Task instructions: Starting at the line below that contains "Now, detect the teacher", print each line through the end of the records exactly as it appears.
START Records for this exercise
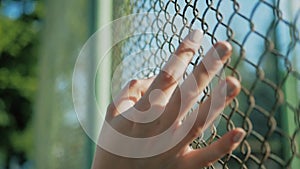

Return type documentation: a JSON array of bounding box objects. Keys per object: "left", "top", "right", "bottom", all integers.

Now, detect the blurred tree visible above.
[{"left": 0, "top": 0, "right": 42, "bottom": 168}]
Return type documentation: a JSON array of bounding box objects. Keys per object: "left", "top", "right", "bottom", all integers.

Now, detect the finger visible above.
[
  {"left": 135, "top": 30, "right": 203, "bottom": 110},
  {"left": 164, "top": 42, "right": 232, "bottom": 125},
  {"left": 176, "top": 77, "right": 241, "bottom": 147},
  {"left": 106, "top": 77, "right": 155, "bottom": 120},
  {"left": 176, "top": 128, "right": 246, "bottom": 168}
]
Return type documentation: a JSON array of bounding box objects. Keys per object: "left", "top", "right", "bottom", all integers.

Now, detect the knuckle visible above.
[
  {"left": 175, "top": 42, "right": 196, "bottom": 56},
  {"left": 105, "top": 103, "right": 116, "bottom": 121},
  {"left": 106, "top": 103, "right": 116, "bottom": 113},
  {"left": 128, "top": 79, "right": 140, "bottom": 89},
  {"left": 202, "top": 162, "right": 213, "bottom": 167},
  {"left": 158, "top": 71, "right": 175, "bottom": 84},
  {"left": 189, "top": 126, "right": 202, "bottom": 139},
  {"left": 196, "top": 63, "right": 209, "bottom": 78}
]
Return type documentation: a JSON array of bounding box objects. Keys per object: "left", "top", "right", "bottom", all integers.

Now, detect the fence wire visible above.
[{"left": 112, "top": 0, "right": 300, "bottom": 168}]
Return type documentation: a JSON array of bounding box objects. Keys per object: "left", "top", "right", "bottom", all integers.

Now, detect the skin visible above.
[{"left": 92, "top": 30, "right": 246, "bottom": 169}]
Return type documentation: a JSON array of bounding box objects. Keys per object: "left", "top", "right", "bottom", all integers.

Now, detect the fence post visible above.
[{"left": 282, "top": 0, "right": 300, "bottom": 168}]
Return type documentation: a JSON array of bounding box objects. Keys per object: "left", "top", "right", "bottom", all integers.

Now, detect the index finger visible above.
[{"left": 135, "top": 29, "right": 203, "bottom": 108}]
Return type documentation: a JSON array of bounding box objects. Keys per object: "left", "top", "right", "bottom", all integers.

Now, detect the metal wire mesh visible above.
[{"left": 112, "top": 0, "right": 300, "bottom": 168}]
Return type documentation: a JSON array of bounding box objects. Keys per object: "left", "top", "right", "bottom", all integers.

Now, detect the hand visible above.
[{"left": 92, "top": 30, "right": 246, "bottom": 169}]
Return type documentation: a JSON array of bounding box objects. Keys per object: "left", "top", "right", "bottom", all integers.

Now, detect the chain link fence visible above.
[{"left": 111, "top": 0, "right": 300, "bottom": 168}]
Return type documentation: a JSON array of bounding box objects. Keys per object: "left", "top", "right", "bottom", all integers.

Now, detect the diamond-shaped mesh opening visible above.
[{"left": 111, "top": 0, "right": 300, "bottom": 168}]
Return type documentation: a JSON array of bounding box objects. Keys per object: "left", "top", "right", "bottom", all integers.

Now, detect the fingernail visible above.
[
  {"left": 215, "top": 42, "right": 232, "bottom": 59},
  {"left": 226, "top": 80, "right": 236, "bottom": 97},
  {"left": 189, "top": 29, "right": 203, "bottom": 44},
  {"left": 232, "top": 131, "right": 246, "bottom": 143},
  {"left": 219, "top": 79, "right": 236, "bottom": 97}
]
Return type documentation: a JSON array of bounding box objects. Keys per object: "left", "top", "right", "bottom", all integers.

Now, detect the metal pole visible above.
[{"left": 282, "top": 0, "right": 300, "bottom": 168}]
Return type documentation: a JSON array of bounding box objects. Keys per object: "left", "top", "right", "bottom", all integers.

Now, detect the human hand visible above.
[{"left": 92, "top": 30, "right": 246, "bottom": 169}]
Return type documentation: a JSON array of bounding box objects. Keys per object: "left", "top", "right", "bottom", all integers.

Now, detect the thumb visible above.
[{"left": 177, "top": 128, "right": 246, "bottom": 168}]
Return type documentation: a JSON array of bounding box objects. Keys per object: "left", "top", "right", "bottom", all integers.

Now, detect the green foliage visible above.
[{"left": 0, "top": 0, "right": 42, "bottom": 167}]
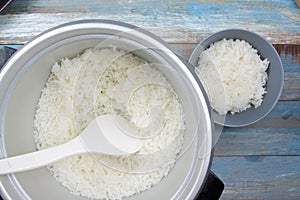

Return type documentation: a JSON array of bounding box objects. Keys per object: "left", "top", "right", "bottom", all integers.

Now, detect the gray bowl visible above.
[{"left": 189, "top": 29, "right": 284, "bottom": 127}]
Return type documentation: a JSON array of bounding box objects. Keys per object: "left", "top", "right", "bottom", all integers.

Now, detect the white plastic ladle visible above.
[{"left": 0, "top": 114, "right": 143, "bottom": 175}]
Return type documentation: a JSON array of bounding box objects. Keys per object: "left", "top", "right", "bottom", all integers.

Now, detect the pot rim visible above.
[{"left": 0, "top": 19, "right": 214, "bottom": 200}]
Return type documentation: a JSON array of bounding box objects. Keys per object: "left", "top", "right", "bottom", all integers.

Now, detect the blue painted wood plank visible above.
[
  {"left": 186, "top": 0, "right": 300, "bottom": 32},
  {"left": 211, "top": 156, "right": 300, "bottom": 200},
  {"left": 214, "top": 128, "right": 300, "bottom": 156},
  {"left": 213, "top": 100, "right": 300, "bottom": 156},
  {"left": 247, "top": 101, "right": 300, "bottom": 128},
  {"left": 0, "top": 0, "right": 299, "bottom": 44}
]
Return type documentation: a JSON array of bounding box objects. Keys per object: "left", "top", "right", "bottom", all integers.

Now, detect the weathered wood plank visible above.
[
  {"left": 211, "top": 156, "right": 300, "bottom": 200},
  {"left": 245, "top": 101, "right": 300, "bottom": 129},
  {"left": 214, "top": 128, "right": 300, "bottom": 156},
  {"left": 0, "top": 0, "right": 299, "bottom": 44},
  {"left": 213, "top": 101, "right": 300, "bottom": 156},
  {"left": 244, "top": 101, "right": 300, "bottom": 129}
]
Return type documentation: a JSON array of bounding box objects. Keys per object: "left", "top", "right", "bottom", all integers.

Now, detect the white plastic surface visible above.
[{"left": 0, "top": 114, "right": 143, "bottom": 175}]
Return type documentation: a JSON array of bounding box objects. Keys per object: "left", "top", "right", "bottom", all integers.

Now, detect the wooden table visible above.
[{"left": 0, "top": 0, "right": 299, "bottom": 199}]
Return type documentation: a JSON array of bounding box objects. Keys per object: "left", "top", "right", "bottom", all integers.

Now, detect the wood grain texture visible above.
[
  {"left": 215, "top": 127, "right": 300, "bottom": 156},
  {"left": 212, "top": 156, "right": 300, "bottom": 200},
  {"left": 247, "top": 101, "right": 300, "bottom": 128},
  {"left": 0, "top": 0, "right": 299, "bottom": 44},
  {"left": 214, "top": 101, "right": 300, "bottom": 156}
]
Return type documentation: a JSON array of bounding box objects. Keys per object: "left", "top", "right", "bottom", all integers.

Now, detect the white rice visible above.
[
  {"left": 196, "top": 38, "right": 269, "bottom": 114},
  {"left": 34, "top": 48, "right": 185, "bottom": 199}
]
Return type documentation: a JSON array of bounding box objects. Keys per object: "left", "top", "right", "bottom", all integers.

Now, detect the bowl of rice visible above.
[
  {"left": 189, "top": 29, "right": 284, "bottom": 127},
  {"left": 0, "top": 20, "right": 216, "bottom": 200}
]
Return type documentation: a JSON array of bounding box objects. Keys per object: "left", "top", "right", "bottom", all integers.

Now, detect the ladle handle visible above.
[{"left": 0, "top": 138, "right": 84, "bottom": 175}]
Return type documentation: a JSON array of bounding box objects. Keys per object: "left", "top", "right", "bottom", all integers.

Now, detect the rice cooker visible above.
[{"left": 0, "top": 20, "right": 223, "bottom": 200}]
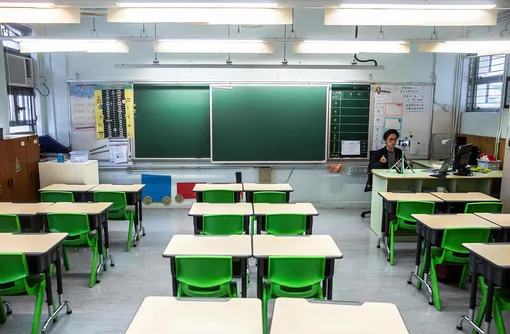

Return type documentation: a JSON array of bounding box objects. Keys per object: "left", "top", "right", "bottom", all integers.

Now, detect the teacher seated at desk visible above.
[{"left": 369, "top": 129, "right": 403, "bottom": 170}]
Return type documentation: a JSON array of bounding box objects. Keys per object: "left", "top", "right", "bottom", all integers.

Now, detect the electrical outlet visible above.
[{"left": 39, "top": 76, "right": 46, "bottom": 84}]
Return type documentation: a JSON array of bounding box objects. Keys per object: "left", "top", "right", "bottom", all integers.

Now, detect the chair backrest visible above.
[
  {"left": 0, "top": 253, "right": 29, "bottom": 286},
  {"left": 464, "top": 202, "right": 503, "bottom": 214},
  {"left": 266, "top": 214, "right": 307, "bottom": 235},
  {"left": 253, "top": 191, "right": 286, "bottom": 203},
  {"left": 268, "top": 256, "right": 325, "bottom": 288},
  {"left": 40, "top": 191, "right": 75, "bottom": 203},
  {"left": 441, "top": 227, "right": 491, "bottom": 258},
  {"left": 0, "top": 214, "right": 21, "bottom": 233},
  {"left": 202, "top": 214, "right": 245, "bottom": 235},
  {"left": 396, "top": 201, "right": 436, "bottom": 222},
  {"left": 202, "top": 190, "right": 235, "bottom": 203},
  {"left": 47, "top": 213, "right": 91, "bottom": 236},
  {"left": 93, "top": 191, "right": 128, "bottom": 219},
  {"left": 175, "top": 256, "right": 233, "bottom": 288}
]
END Records for this exercise
Completed task:
Now, detect the teacher seated at desk visible above.
[{"left": 369, "top": 129, "right": 403, "bottom": 170}]
Return type documentation: a JSON array of bounding box objects. Keys per object: "left", "top", "right", "bottom", all integers.

Now, detect the electrical outlet visible above.
[{"left": 39, "top": 76, "right": 46, "bottom": 84}]
Return type documentation: a JSON array of bounding box objects. Keys per object: "left", "top", "right", "bottom", all integers.

Now, detect the chair backrest visible above.
[
  {"left": 0, "top": 253, "right": 29, "bottom": 286},
  {"left": 464, "top": 202, "right": 503, "bottom": 214},
  {"left": 266, "top": 214, "right": 307, "bottom": 235},
  {"left": 253, "top": 191, "right": 286, "bottom": 203},
  {"left": 268, "top": 256, "right": 325, "bottom": 288},
  {"left": 40, "top": 191, "right": 75, "bottom": 203},
  {"left": 441, "top": 227, "right": 491, "bottom": 258},
  {"left": 0, "top": 214, "right": 21, "bottom": 233},
  {"left": 202, "top": 214, "right": 245, "bottom": 235},
  {"left": 396, "top": 201, "right": 436, "bottom": 222},
  {"left": 202, "top": 190, "right": 235, "bottom": 203},
  {"left": 47, "top": 213, "right": 91, "bottom": 236},
  {"left": 93, "top": 191, "right": 128, "bottom": 219},
  {"left": 175, "top": 256, "right": 233, "bottom": 288}
]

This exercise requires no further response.